_Extract provided_.
Think back on times when actions in your team or home life didn’t match your stated values, especially when you just let them go. Notice exactly which issues you let slide, and make it your mission to call out one particularly damaging habit the very next time you see it—even if it’s awkward. When you step up and address small lapses, everyone learns what really matters. Make a habit of it; you’ll see respect for shared standards rise and chaos diminish.

What You'll Achieve

Sharpen alignment between values and actions, foster trust through visible consistency, and build a culture where healthy confrontation keeps standards high.

Decide Which Infractions Can Never Slide

1

Recall recent incidents that conflicted with your group's stated values.

Think honestly about moments when you or others observed off-culture behavior and didn’t address it.

2

Reflect on why these behaviors were ignored or tolerated.

Ask if it was due to silence, lack of clarity, fear of confrontation, or prioritizing short-term comfort.

3

Pick one recurring, tolerated misbehavior to address directly.

_Task 1_. Format the lines of the collected data entries below as a numbered list, omitting blank lines and leaving out the picture.

(Collected data)
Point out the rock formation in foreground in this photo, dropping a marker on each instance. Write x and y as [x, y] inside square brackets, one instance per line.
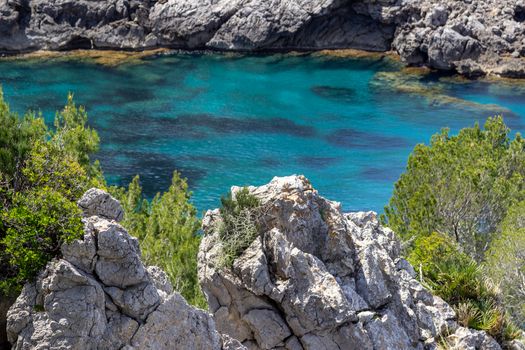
[472, 37]
[318, 279]
[101, 296]
[315, 279]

_Task 2_.
Answer these questions from the passage on addressing lapses in stated values:
(a) What three outcomes does the "What You'll Achieve" section list?
(b) In step 2, what possible reasons for ignoring such behaviors are named?
(c) What does step 3 say to pick?

_Response 1_.
1. Point out the rock formation in foreground in this photo, dropping a marker on each instance. Write x and y as [x, y] inside square brackets, one instance per line.
2. [472, 37]
3. [318, 279]
4. [101, 296]
5. [315, 279]

_Response 2_.
(a) Sharper alignment between values and actions, trust fostered through visible consistency, and a culture where healthy confrontation keeps standards high.
(b) Silence, lack of clarity, fear of confrontation, or prioritizing short-term comfort.
(c) One recurring, tolerated misbehavior to address directly.